Document passage:
System time zone information
############################
Many Unix-like systems deploy time zone data by default, or provide a canonical
time zone data package (often called ``tzdata``, as it is on Arch Linux, RedHat
and Debian). Whenever possible, it would be preferable to defer to the system
time zone information, because this allows time zone information for all
language stacks to be updated and maintained in one place. Python distributors
are encouraged to ensure that time zone data is installed alongside Python
whenever possible (e.g. by declaring ``tzdata`` as a dependency for the
``python`` package).
The ``zoneinfo`` module will use a "search path" strategy analogous to the
``PATH`` environment variable or the ``sys.path`` variable in Python; the
``zoneinfo.TZPATH`` variable will be read-only (see search-path-config_ for
more details), ordered list of time zone data locations to search. When
creating a ``ZoneInfo`` instance from a key, the zone file will be constructed
from the first data source on the path in which the key exists, so for example,
if ``TZPATH`` were::
TZPATH = (
"/usr/share/zoneinfo",
"/etc/zoneinfo"
)
and (although this would be very unusual) ``/usr/share/zoneinfo`` contained
only ``America/New_York`` and ``/etc/zoneinfo`` contained both
``America/New_York`` and ``Europe/Moscow``, then
``ZoneInfo("America/New_York")`` would be satisfied by
``/usr/share/zoneinfo/America/New_York``, while ``ZoneInfo("Europe/Moscow")``
would be satisfied by ``/etc/zoneinfo/Europe/Moscow``.
At the moment, on Windows systems, the search path will default to empty,
because Windows does not officially ship a copy of the time zone database. On
non-Windows systems, the search path will default to a list of the most
commonly observed search paths. Although this is subject to change in future
versions, at launch the default search path will be::
TZPATH = (
"/usr/share/zoneinfo",
"/usr/lib/zoneinfo",
"/usr/share/lib/zoneinfo",
"/etc/zoneinfo",
)
This may be configured both at compile time or at runtime; more information on
configuration options at search-path-config_.
The ``tzdata`` Python package
#############################
In order to ensure easy access to time zone data for all end users, this PEP
proposes to create a data-only package ``tzdata`` as a fallback for when system
data is not available. The ``tzdata`` package would be distributed on PyPI as
a "first party" package, maintained by the CPython development team.

Dataset extract:
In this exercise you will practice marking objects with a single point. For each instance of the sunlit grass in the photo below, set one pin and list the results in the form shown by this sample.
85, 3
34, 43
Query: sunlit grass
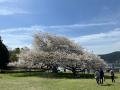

Requirements:
- A) Rewrite the paragraph of the time zone passage that begins "Many Unix-like systems deploy time zone data" more briefly, keeping its main facts.
- B) From the time zone passage, extract the exact text that begins at the words "At the moment, on" and stops after the words "options at search-path-config_.".
Use only the time zone passage, not the data.

Answers to each task:
- A) Many Unix-like systems ship time zone data by default or offer a canonical package, often called tzdata (as on Arch Linux, RedHat and Debian). Deferring to this system data is preferable where possible, because then time zone information for all language stacks is updated and maintained in one place. Python distributors are encouraged to install time zone data alongside Python, for example by declaring tzdata as a dependency of the python package.

- B)
At the moment, on Windows systems, the search path will default to empty,
because Windows does not officially ship a copy of the time zone database. On
non-Windows systems, the search path will default to a list of the most
commonly observed search paths. Although this is subject to change in future
versions, at launch the default search path will be::
TZPATH = (
"/usr/share/zoneinfo",
"/usr/lib/zoneinfo",
"/usr/share/lib/zoneinfo",
"/etc/zoneinfo",
)
This may be configured both at compile time or at runtime; more information on
configuration options at search-path-config_.